**EXERCISE DETAILS:** Give the items below again, requests included, for only the stretch from the line containing "marking, then give the position of each instance." through the line containing "(1116, 229)", offsetting every number in the point coordinates by -101.

**INPUT RECORDS:**
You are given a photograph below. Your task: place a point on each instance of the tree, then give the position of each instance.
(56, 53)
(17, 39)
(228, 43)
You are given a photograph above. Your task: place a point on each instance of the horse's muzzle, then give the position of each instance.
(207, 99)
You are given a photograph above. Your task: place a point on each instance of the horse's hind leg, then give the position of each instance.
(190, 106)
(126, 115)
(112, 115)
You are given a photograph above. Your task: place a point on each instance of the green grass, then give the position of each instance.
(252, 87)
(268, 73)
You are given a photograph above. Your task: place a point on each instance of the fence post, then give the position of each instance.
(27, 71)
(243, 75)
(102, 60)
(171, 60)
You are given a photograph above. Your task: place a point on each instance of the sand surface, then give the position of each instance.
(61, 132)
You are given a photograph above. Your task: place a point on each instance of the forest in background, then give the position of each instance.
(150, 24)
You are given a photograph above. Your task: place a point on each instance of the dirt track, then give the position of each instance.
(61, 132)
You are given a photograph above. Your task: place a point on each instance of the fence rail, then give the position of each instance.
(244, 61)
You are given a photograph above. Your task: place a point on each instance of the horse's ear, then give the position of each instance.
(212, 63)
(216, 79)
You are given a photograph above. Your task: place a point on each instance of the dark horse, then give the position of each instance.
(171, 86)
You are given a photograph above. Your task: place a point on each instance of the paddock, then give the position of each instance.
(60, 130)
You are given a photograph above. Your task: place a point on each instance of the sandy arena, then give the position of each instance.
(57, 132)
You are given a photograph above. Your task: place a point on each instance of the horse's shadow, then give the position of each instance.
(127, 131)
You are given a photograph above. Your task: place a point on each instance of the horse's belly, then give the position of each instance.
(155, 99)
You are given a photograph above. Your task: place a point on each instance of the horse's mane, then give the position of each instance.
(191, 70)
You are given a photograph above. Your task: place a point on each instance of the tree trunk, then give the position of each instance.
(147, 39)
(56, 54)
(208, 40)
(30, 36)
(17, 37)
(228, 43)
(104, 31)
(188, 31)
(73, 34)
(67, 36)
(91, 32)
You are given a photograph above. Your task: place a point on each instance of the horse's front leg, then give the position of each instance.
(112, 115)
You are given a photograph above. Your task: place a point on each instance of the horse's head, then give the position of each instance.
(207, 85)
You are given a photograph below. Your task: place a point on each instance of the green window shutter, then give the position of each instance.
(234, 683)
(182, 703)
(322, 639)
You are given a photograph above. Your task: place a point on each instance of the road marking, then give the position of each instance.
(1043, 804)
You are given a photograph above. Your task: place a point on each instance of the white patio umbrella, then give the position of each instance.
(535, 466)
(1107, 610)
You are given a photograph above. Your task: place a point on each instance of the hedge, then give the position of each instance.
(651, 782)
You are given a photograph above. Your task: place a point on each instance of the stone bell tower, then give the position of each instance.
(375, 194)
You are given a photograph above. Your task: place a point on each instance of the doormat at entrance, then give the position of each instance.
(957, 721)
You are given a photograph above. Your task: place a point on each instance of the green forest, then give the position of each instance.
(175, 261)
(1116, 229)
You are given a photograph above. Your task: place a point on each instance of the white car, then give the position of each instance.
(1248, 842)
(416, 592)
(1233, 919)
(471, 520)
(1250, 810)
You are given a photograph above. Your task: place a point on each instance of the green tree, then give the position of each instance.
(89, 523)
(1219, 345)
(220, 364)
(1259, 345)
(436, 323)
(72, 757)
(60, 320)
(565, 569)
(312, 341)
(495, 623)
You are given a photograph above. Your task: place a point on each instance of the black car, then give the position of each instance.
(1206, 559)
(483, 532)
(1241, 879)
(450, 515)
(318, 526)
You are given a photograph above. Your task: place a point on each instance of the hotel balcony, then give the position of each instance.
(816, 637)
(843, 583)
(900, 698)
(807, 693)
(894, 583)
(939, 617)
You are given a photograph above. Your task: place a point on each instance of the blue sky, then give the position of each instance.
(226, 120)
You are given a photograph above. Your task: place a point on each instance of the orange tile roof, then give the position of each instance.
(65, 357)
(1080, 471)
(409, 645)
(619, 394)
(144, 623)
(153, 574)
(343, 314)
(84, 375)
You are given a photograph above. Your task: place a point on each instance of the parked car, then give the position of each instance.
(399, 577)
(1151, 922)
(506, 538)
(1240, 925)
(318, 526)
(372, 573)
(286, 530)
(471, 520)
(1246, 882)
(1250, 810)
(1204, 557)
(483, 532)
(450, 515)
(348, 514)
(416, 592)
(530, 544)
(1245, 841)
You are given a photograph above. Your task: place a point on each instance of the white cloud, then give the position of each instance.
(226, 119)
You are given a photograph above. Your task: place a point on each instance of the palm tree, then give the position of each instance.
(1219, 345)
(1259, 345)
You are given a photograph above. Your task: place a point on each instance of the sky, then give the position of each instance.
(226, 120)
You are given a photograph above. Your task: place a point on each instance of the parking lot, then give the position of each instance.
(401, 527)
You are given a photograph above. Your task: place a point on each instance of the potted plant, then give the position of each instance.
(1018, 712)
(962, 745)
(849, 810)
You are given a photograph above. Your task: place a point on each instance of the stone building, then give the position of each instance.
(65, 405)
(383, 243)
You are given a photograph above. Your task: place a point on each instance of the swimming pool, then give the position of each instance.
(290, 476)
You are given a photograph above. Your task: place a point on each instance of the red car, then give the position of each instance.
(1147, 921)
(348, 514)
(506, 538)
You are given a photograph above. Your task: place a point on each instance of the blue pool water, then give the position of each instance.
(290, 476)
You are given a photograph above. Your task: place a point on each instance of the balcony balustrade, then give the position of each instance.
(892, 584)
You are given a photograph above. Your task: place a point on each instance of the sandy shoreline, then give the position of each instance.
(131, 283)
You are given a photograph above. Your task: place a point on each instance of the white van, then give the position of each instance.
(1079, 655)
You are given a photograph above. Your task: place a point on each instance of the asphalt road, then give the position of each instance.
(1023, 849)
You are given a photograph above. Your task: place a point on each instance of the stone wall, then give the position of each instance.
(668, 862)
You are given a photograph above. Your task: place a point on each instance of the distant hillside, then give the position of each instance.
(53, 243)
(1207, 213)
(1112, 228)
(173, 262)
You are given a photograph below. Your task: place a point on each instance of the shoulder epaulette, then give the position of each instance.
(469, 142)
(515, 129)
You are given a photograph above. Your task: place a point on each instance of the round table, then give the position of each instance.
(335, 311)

**TASK SOLUTION:**
You are given a photograph above. Your task: place a point on each instance of the road marking, then give the position of each instance.
(942, 703)
You are given a photograph above. Your task: place a point on each instance of the white patio umbrella, then give the position of each instance.
(434, 365)
(1006, 509)
You are given a photograph above. Your task: place a point on each instance of the hedge, then give the position of each instance.
(550, 681)
You are given a photograph above. Your task: place a point on each instance of the stone bell tower, then give the position of each instance.
(274, 93)
You are given a photograph above. Your task: place a point on each instance of the doormat at entrance, then give the position of each instance.
(856, 620)
You are given a photograph above. Your task: place a point on each instance of the green forest, then give the position of each instance.
(74, 160)
(1015, 128)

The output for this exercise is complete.